_TEXTAUSZUG_:
---------------

Zu oft sind Diskussionen nicht mehr erwünscht, sie werden abgewürgt, zudem werden Menschen mit anderen Meinungen und Einstellungen diskreditiert. Das ist pures Gift für unsere Demokratie. Sehr treffend finde ich an dieser Stelle die Sätze von Julian Nagelsmann, dem Bundestrainer der deutschen Fußballnationalmannschaft. Er sagte bei einer Pressekonferenz während der Europameisterschaft im Frühsommer dieses Jahres sinngemäß: Nicht immer nur meckern, was alles nicht geht, sondern gemeinsam über Lösungen diskutieren und sich trauen, diese auch umzusetzen. Etwas anstoßen, um einfach einen Versuch zu wagen, wissend, dass man später nachjustieren kann und mindestens ein Stück weit schlauer geworden ist, wenn etwas nicht gleich funktioniert. Soweit die Gedanken von Nagelsmann, der eine tolle Mannschaft geformt hat. Die Fußballnationalmannschaft ist überdies ein Beispiel dafür, welche Begeisterung und Wertschätzung im Sport entfacht werden können.

Ich bin dankbar und demütig, dass und wie ich meinen Weg bislang gehen durfte. Ich habe meiner Familie, diesem Land und seiner Gesellschaft viel zu verdanken. Allein deshalb empfinde ich es als meine Verpflichtung, meine Stimme zu erheben, um auf einige Missstände hinzuweisen. Sollte es mir gelingen, eine Diskussion anzustoßen, ein Umdenken zu erreichen oder sogar daran mitarbeiten zu dürfen, wäre ich darüber so glücklich wie über manche Medaille, die ich im Boot erpaddelt habe.

---------------

_ZEILEN_:
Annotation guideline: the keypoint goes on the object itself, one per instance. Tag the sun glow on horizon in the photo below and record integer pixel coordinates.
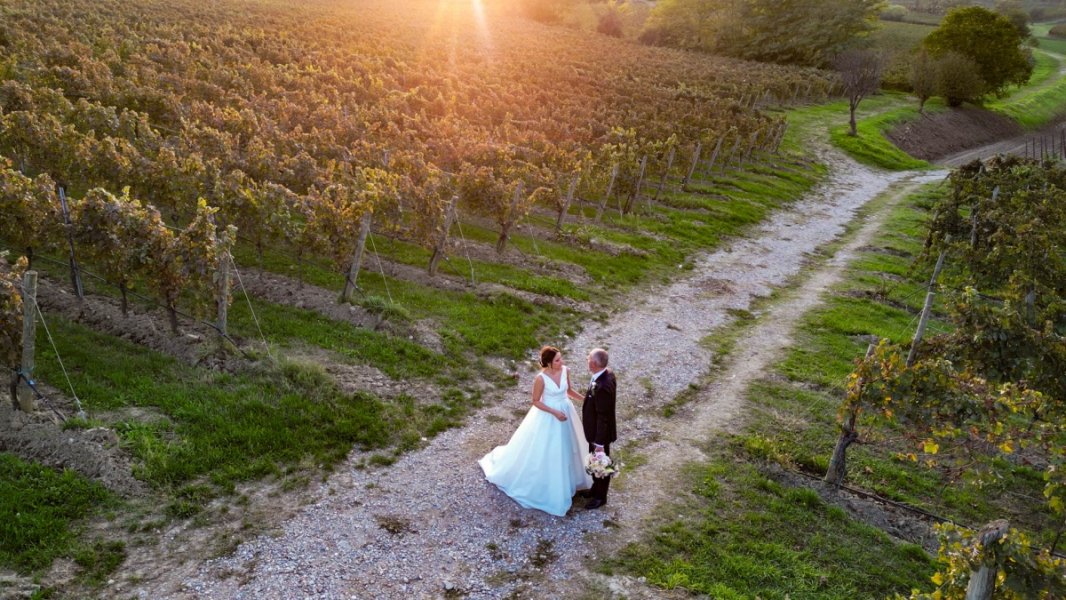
(454, 20)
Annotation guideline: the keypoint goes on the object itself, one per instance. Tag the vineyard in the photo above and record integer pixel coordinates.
(244, 169)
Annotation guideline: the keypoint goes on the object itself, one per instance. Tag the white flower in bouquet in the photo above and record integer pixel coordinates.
(600, 466)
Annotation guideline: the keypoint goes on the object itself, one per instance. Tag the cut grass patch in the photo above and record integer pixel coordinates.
(39, 512)
(227, 427)
(743, 535)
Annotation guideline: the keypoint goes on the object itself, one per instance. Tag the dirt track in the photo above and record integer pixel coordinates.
(430, 524)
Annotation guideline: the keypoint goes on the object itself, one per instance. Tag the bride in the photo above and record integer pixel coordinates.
(543, 465)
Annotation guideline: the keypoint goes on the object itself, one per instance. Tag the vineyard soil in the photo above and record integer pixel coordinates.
(376, 531)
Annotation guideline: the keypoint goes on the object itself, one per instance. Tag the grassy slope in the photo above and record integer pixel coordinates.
(287, 420)
(741, 533)
(1032, 106)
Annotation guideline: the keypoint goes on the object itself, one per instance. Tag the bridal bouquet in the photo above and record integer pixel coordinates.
(601, 466)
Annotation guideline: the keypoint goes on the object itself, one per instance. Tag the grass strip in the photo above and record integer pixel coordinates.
(229, 427)
(743, 535)
(39, 509)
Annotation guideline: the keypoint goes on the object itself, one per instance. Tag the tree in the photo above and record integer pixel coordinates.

---------------

_AUFGABEN_:
A) Welches Amt hat Julian Nagelsmann laut dem Textauszug inne?
B) Gib aus dem Textauszug den Teil zwischen „Ich bin dankbar“ und „Boot erpaddelt habe.“ einschließlich dieser beiden Stellen unverändert aus.

_LÖSUNGEN_:
A) Er ist Bundestrainer der deutschen Fußballnationalmannschaft.

B)
Ich bin dankbar und demütig, dass und wie ich meinen Weg bislang gehen durfte. Ich habe meiner Familie, diesem Land und seiner Gesellschaft viel zu verdanken. Allein deshalb empfinde ich es als meine Verpflichtung, meine Stimme zu erheben, um auf einige Missstände hinzuweisen. Sollte es mir gelingen, eine Diskussion anzustoßen, ein Umdenken zu erreichen oder sogar daran mitarbeiten zu dürfen, wäre ich darüber so glücklich wie über manche Medaille, die ich im Boot erpaddelt habe.